- 課題一覧 -
[1] ページ本文の「セッション情報 シンポジウム13」から「眞一郎(徳島大学外科), 島田 光生(徳島大学外科)」までを、一字も変えずに書き写してください。
[2] ページ本文を読み、次の問いに答えてください。
(a) このセッションは第何番のシンポジウムですか。
(b) この演題の番号は何ですか。
(c) 演者の所属はどこですか。
[3] ページ本文に名前が載っている人物を、演者と共同演者を含めてすべて挙げてください。

- ページ本文 -
/---
セッション情報 シンポジウム13

消化器疾患における新規分子マーカー

タイトル S13-12:

膵腫瘍におけるNotch signalを通じたIndolamine 2,3-deoxygenase(IDO)陽性樹状細胞から誘導される末梢血中調節性T細胞モニタリングに関する検討

演者 池本 哲也(徳島大学外科)
共同演者 山田 眞一郎(徳島大学外科), 島田 光生(徳島大学外科)
\---
- データ一覧 -
/---
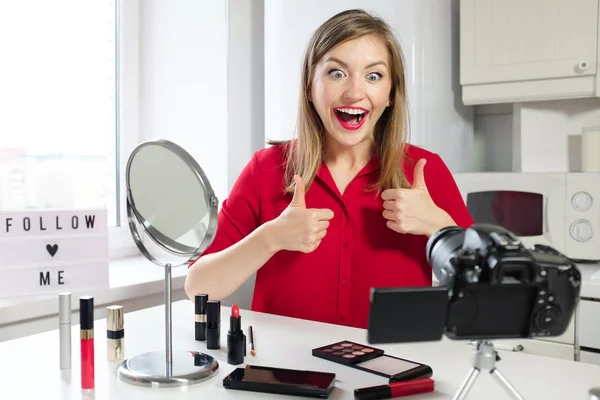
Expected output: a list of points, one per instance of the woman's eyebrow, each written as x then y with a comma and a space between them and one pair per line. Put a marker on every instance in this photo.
343, 64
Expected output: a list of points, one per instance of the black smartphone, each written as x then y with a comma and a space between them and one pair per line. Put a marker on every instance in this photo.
407, 314
294, 382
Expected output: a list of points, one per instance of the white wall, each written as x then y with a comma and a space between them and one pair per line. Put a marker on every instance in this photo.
183, 80
246, 98
540, 136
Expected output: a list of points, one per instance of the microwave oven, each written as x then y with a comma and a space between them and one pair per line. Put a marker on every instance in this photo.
558, 209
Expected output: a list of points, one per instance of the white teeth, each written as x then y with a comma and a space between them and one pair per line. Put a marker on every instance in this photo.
353, 111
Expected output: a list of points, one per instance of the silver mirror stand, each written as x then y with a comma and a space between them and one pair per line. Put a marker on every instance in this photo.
168, 369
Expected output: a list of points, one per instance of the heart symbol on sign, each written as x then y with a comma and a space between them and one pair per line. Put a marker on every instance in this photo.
52, 249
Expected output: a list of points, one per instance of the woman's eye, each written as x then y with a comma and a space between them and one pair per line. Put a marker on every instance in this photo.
336, 73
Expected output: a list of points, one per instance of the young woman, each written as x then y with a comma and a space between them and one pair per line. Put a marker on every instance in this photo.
345, 207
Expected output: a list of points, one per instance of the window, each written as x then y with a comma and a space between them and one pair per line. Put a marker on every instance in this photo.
60, 100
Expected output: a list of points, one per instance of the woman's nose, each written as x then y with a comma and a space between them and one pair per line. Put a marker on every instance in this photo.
354, 90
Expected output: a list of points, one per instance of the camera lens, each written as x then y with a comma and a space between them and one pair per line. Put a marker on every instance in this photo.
441, 247
546, 318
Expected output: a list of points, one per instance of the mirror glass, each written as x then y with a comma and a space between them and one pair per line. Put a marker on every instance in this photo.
171, 197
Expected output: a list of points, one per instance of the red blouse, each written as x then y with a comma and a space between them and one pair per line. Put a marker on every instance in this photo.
359, 252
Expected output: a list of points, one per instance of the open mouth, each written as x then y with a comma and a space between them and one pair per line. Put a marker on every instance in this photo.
351, 117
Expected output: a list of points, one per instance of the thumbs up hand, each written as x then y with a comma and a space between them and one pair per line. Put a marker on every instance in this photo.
299, 228
412, 210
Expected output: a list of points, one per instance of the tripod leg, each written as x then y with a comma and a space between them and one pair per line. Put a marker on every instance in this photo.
467, 384
506, 384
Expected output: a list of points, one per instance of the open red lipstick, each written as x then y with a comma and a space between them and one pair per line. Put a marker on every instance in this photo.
236, 340
351, 118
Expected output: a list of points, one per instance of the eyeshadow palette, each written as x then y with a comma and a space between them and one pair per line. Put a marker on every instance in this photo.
373, 360
347, 352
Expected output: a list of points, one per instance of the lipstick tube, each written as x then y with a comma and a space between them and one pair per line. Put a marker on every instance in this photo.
200, 316
115, 333
64, 329
213, 324
86, 322
236, 340
395, 389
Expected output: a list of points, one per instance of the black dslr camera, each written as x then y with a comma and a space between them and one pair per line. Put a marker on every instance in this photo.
498, 288
491, 287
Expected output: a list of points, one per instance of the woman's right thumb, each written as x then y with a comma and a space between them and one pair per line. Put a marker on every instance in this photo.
298, 199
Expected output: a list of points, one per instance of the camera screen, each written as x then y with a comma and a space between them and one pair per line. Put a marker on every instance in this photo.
519, 212
387, 365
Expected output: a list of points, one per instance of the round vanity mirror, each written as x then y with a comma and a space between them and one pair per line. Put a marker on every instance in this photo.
169, 195
172, 211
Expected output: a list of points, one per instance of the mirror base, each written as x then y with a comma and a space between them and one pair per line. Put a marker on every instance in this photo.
150, 369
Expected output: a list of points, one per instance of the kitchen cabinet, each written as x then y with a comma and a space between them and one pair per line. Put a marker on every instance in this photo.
528, 50
588, 327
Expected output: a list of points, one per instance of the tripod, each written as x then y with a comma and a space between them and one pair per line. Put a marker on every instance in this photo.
485, 357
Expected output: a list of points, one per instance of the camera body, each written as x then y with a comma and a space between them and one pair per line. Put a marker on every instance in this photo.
498, 288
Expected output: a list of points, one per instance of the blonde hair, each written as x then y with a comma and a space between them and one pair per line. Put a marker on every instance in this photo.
304, 155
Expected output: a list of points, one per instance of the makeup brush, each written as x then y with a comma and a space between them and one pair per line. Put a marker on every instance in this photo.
252, 341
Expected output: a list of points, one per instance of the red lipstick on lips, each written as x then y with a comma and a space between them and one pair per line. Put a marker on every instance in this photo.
349, 121
86, 322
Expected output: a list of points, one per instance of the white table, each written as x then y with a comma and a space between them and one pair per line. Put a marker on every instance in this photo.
29, 366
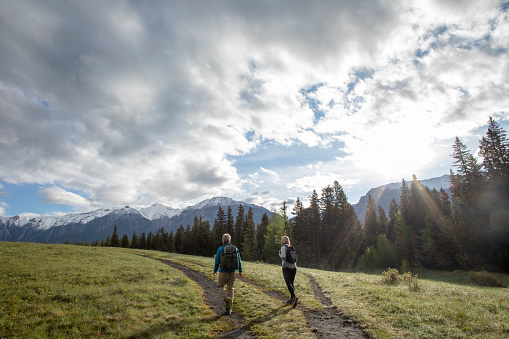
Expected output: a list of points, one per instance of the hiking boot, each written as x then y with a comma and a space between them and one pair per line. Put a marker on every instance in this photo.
294, 303
229, 306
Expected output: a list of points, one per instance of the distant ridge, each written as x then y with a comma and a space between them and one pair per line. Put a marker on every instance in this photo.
99, 224
385, 193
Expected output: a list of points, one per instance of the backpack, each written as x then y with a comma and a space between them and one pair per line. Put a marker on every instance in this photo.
229, 260
291, 255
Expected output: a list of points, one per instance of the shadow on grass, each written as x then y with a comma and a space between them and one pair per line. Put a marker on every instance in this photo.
188, 328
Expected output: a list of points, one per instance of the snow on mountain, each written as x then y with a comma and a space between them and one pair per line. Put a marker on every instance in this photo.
159, 211
216, 201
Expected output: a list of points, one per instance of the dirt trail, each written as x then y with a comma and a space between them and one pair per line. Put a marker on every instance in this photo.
329, 323
214, 300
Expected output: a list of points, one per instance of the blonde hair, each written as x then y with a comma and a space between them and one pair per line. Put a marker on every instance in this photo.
226, 238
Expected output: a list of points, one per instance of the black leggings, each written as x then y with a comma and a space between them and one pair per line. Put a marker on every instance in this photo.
289, 275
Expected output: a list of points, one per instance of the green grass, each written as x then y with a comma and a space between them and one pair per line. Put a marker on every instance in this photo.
72, 291
444, 308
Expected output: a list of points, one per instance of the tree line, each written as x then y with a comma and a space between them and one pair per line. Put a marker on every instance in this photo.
466, 229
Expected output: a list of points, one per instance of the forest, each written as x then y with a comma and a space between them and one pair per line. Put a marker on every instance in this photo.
467, 228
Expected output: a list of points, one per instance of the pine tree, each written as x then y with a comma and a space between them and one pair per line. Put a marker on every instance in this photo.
143, 241
179, 240
230, 223
115, 241
298, 224
382, 223
370, 223
220, 227
125, 241
404, 201
329, 219
272, 241
250, 246
135, 241
171, 242
240, 224
314, 228
494, 148
261, 234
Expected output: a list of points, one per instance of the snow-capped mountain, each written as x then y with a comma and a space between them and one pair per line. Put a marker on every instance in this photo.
158, 211
99, 224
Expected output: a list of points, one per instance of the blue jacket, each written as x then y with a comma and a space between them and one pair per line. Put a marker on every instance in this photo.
218, 258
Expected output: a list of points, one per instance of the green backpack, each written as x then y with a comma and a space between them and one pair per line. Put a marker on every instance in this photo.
229, 260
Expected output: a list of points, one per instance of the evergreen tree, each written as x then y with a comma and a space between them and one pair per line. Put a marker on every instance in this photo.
171, 242
179, 240
135, 241
230, 223
250, 246
143, 241
314, 229
273, 240
329, 218
125, 241
115, 240
370, 223
240, 224
494, 148
404, 201
261, 235
188, 240
382, 223
298, 224
219, 228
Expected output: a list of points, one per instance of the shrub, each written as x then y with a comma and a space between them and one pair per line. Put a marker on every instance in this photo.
412, 281
484, 278
380, 255
391, 276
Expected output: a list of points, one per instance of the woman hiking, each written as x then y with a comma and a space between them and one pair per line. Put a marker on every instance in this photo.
289, 268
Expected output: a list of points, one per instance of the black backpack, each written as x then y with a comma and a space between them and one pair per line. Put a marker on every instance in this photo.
229, 260
291, 255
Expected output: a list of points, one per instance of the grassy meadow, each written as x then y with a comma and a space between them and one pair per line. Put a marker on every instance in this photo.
74, 291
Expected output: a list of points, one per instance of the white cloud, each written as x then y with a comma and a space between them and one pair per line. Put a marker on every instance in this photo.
132, 105
57, 195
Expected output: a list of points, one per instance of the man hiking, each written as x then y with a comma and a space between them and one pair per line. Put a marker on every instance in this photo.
288, 262
227, 262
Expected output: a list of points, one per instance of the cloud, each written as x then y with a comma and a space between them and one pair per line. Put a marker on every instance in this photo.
132, 104
57, 195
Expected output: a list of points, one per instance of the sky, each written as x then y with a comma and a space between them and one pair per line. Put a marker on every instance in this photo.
105, 104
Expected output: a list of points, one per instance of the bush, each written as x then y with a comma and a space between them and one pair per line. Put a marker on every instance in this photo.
391, 276
380, 255
484, 278
412, 281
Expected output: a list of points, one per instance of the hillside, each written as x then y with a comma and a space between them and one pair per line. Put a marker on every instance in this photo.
119, 292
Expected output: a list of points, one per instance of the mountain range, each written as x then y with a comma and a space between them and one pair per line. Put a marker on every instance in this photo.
\---
- 解答一覧 -
[1]
セッション情報 シンポジウム13

消化器疾患における新規分子マーカー

タイトル S13-12:

膵腫瘍におけるNotch signalを通じたIndolamine 2,3-deoxygenase(IDO)陽性樹状細胞から誘導される末梢血中調節性T細胞モニタリングに関する検討

演者 池本 哲也(徳島大学外科)
共同演者 山田 眞一郎(徳島大学外科), 島田 光生(徳島大学外科)

[2]
(a) 13
(b) S13-12
(c) 徳島大学外科

[3]
池本 哲也
山田 眞一郎
島田 光生